[Rows from a dataset]

◆ ◆ ◆

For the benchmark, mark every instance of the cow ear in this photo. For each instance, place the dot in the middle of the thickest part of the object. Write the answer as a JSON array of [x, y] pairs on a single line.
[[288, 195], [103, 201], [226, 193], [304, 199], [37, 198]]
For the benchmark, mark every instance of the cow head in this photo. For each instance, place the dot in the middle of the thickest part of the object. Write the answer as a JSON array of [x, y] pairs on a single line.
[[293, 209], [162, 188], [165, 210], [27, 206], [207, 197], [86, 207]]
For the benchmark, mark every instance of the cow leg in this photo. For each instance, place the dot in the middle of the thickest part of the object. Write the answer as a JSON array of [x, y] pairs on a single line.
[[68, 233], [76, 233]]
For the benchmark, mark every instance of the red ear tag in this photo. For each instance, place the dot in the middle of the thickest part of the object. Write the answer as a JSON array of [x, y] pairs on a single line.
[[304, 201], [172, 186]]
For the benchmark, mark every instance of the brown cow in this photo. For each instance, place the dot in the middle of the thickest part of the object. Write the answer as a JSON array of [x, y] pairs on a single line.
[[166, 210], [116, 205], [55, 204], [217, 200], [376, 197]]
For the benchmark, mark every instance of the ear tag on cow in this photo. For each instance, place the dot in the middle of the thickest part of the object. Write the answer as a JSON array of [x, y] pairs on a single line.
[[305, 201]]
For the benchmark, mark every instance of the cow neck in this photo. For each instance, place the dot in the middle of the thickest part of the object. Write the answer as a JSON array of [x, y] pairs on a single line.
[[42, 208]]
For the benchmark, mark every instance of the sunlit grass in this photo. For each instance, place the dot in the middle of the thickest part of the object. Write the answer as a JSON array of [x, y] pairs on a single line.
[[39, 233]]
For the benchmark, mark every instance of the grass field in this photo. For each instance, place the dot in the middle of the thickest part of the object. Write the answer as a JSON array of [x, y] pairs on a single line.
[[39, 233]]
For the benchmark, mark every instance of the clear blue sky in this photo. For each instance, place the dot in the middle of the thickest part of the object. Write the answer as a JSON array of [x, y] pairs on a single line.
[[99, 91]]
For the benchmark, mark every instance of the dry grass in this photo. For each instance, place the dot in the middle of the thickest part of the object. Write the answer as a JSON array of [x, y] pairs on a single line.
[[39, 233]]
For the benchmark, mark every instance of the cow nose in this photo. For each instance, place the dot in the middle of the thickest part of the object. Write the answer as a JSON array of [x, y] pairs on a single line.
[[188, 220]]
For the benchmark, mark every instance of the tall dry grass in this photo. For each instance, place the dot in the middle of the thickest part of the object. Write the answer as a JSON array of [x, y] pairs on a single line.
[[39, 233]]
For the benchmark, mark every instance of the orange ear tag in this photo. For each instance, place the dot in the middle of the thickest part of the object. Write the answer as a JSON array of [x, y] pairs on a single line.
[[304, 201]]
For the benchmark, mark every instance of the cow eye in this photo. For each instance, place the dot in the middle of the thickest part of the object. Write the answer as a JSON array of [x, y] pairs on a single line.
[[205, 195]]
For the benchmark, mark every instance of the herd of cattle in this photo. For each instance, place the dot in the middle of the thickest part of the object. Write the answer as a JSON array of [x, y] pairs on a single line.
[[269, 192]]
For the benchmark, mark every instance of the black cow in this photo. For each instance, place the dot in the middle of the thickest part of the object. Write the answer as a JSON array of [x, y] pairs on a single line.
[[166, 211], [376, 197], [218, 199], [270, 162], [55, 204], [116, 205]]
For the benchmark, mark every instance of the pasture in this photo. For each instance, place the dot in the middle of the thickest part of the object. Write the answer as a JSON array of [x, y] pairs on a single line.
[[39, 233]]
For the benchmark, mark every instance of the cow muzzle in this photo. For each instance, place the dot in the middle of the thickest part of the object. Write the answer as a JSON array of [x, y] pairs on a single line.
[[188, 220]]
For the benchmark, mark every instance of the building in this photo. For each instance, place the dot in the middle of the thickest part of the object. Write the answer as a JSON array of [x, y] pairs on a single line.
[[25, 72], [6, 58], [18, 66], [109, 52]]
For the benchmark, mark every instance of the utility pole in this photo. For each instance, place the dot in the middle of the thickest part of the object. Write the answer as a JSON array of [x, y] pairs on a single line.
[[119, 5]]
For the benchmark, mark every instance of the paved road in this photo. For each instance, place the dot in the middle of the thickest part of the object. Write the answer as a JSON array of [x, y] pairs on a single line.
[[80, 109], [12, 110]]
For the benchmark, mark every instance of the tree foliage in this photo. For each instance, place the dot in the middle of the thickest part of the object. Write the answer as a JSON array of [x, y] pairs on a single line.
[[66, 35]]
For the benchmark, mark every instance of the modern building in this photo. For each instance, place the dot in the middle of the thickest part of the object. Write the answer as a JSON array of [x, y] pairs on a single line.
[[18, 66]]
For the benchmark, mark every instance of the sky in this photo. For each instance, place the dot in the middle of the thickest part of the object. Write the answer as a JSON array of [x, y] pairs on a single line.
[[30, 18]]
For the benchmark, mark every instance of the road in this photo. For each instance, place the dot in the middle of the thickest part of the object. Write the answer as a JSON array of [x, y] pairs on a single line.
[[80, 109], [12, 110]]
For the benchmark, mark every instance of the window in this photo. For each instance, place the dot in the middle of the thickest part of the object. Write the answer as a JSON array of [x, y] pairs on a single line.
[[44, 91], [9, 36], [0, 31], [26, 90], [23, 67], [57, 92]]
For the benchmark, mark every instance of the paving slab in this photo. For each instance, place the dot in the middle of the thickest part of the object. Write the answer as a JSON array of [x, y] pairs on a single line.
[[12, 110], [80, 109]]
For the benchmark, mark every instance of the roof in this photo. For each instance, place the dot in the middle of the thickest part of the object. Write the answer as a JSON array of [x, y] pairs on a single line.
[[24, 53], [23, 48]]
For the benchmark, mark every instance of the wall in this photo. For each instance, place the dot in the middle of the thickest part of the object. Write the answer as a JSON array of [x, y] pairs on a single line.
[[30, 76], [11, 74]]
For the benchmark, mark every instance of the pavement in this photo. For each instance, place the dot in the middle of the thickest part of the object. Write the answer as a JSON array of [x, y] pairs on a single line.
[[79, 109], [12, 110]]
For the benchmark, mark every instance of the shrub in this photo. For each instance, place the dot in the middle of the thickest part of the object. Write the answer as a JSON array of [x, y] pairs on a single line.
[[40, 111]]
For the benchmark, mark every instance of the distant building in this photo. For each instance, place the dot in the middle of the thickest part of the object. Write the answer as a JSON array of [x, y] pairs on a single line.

◆ ◆ ◆

# Directive:
Return all of the data exactly as it reads.

# Output for this exercise:
For the benchmark, mark every instance of the cow ear in this photo. For each instance, place the dot in the middle of the thickest part of the object. Write the answer as a JSON array of [x, y] pairs on a single line.
[[288, 195], [103, 201], [226, 193], [304, 199], [37, 198]]
For the benchmark, mark every instance of the cow head in this photo. For each instance, place the dot in the middle of the thickest part of the object. Write the answer as a JSON array of [x, y] pairs on a single line.
[[293, 209], [162, 188], [165, 210], [27, 206], [207, 197], [86, 207]]
For the benchmark, mark every instance of the cow leg in this photo. For each instance, place the dot in the middle of the thickest part of the object. Write the answer as a JSON array of [x, y] pairs on a single line.
[[68, 233], [76, 233]]
For the benchmark, mark every instance of the red ear tag in this photo. For each instance, place the dot in the middle of the thickest part of the object. Write the answer as a JSON array of [x, y] pairs on a single line.
[[304, 201], [172, 186]]
For the benchmark, mark every instance of the brown cow in this photo. For each instance, place the dot in the middle of the thickest part of the object. Write the answer as a JSON array of [x, y] pairs on a single line.
[[166, 210], [116, 205], [55, 204], [217, 200], [376, 197]]
For the benchmark, mark every instance of the ear tag on cow in this photo. For each instance, place the dot in the middle of the thickest part of the object. Write the answer as a JSON array of [x, y] pairs on a single line.
[[305, 201]]
For the benchmark, mark every instance of the cow neck in this photo. For each instance, place the dot in the middle of the thickest part of the object. Write the answer as a JSON array of [x, y] pairs on a single line.
[[42, 208]]
For the benchmark, mark every instance of the sunlit grass in this photo. For each instance, place the dot in the middle of the thickest part of the object. Write the answer as a JSON array of [x, y] pairs on a single line.
[[39, 233]]
For the benchmark, mark every instance of the grass field in this photo. For each instance, place the dot in the middle of the thickest part of the object. Write the answer as a JSON array of [x, y] pairs on a single line.
[[39, 233]]
For the benchmark, mark every instance of the clear blue sky in this photo. For each instance, place the dot in the middle of the thickest part of the object. Write the answer as a JSON array of [x, y] pairs on a single line.
[[99, 91]]
For the benchmark, mark every instance of the dry grass in this photo. For each instance, place the dot in the middle of the thickest part of the object. Write the answer as a JSON array of [x, y] pairs on a single line.
[[39, 233]]
For the benchmark, mark every instance of the cow nose in this photo. For each instance, place the dot in the middle of the thickest part of the object. Write the answer as a JSON array of [x, y] pairs on a single line.
[[188, 220]]
For the benchmark, mark every instance of the tall dry grass in this photo. For each instance, place the dot in the middle of the thickest part of the object. Write the answer as a JSON array of [x, y] pairs on a single line.
[[39, 233]]
For the benchmark, mark every instance of the orange ear tag in this photo. For each instance, place the dot in the middle of the thickest part of the object. Write the answer as a JSON array of [x, y] pairs on a single line.
[[304, 201]]
For the benchmark, mark every instance of the cow eye in this photo. For each instance, place the dot in the middle of the thickest part of the object. Write the answer as a JSON array of [x, y] pairs on a single line.
[[205, 195]]
For the benchmark, mark every instance of the herd of cattle in this photo. For each instance, place the dot in the middle of the thickest part of the object. Write the answer as a JSON array of [x, y] pairs on a single line.
[[269, 192]]
For the benchmark, mark every instance of the black cow in this photo. For each instance, place the dot in the middle of the thickest part of the object. Write the answer as a JSON array of [x, y] pairs on a single line.
[[166, 211], [376, 197], [218, 199], [270, 162], [55, 204], [116, 205]]
For the benchmark, mark every instance of the pasture in this photo. For each instance, place the dot in the middle of the thickest part of the object. Write the answer as a JSON array of [x, y] pairs on a single line.
[[39, 233]]
For the benchmark, mark every instance of the cow muzzle in this photo. For each instance, place the dot in the middle of the thickest part of the object. Write the answer as a JSON array of [x, y] pairs on a single line.
[[188, 220]]
For the benchmark, mark every instance of the building in this photo. For each instance, place the dot in the middle of the thickest part of the object. Write the answer as a JSON array of [x, y] pairs on a single line.
[[25, 72], [6, 58], [18, 66], [109, 52]]
For the benchmark, mark every instance of the utility pole in this photo. For each instance, place the dot in the middle of the thickest part of the object. Write the answer as a JSON array of [x, y] pairs on a single line.
[[119, 5]]
For the benchmark, mark every instance of the paved road in this photo. For each instance, place the dot in the middle of the thickest part of the object. Write the answer as a JSON array of [x, y] pairs on a single line.
[[80, 109], [12, 110]]
For the benchmark, mark every instance of the tree foliage in this photo. For each instance, place the dot in the middle of the thickest part of the object. Write the answer as a JSON array of [x, y] pairs on a single line.
[[66, 35]]
For the benchmark, mark every instance of the modern building in this photo. For each instance, place the dot in the middle of the thickest part of the object. Write the answer as a JSON array of [x, y] pairs on a single line.
[[18, 66]]
For the benchmark, mark every instance of the sky in this photo. For each instance, place the dot in the middle of the thickest part of the object. Write the answer as a JSON array of [x, y] pairs on a single line.
[[30, 18]]
For the benchmark, mark every instance of the road in this photo. For each instance, place the dot in the middle of the thickest part of the object. Write the answer as a JSON array of [x, y] pairs on a single line.
[[80, 109], [12, 110]]
For the benchmark, mark every instance of the window in this photo. For each instance, place the dot in the middle of the thickest part of the object. Write the answer as a JSON array of [x, y] pairs on a single line.
[[44, 91], [9, 36], [0, 31], [26, 90], [23, 67], [57, 92]]
For the benchmark, mark every instance of the paving slab in this photo. For each instance, place the dot in the middle of the thickest part of the object. Write the answer as a JSON array of [x, y] pairs on a single line.
[[12, 110], [80, 109]]
For the benchmark, mark every instance of the roof in this photo. For each instance, place the dot in the middle of the thickest part of the object. Write the answer as a JSON array of [x, y] pairs on a single line.
[[24, 53], [23, 48]]
For the benchmark, mark every instance of the wall in this photo. For each instance, place the dot in the middle of the thickest part of the object. Write the answer as a JSON array of [x, y] pairs on a single line.
[[30, 76], [11, 74]]
For the benchmark, mark every instance of the pavement in this photo. For each instance, place the dot in the middle of the thickest part of the object. Write the answer as a JSON array of [x, y] pairs on a single line.
[[79, 109], [12, 110]]
For the benchmark, mark every instance of the shrub in this photo. For each instance, place the dot in the middle of the thickest part of the object. Write the answer as a JSON array of [x, y] pairs on a single line.
[[40, 111]]
For the benchmark, mark every instance of the distant building in this photo. For each instance, place the dot in the middle of the thickest part of the object. Write the answer as a JSON array of [x, y] pairs on a single line.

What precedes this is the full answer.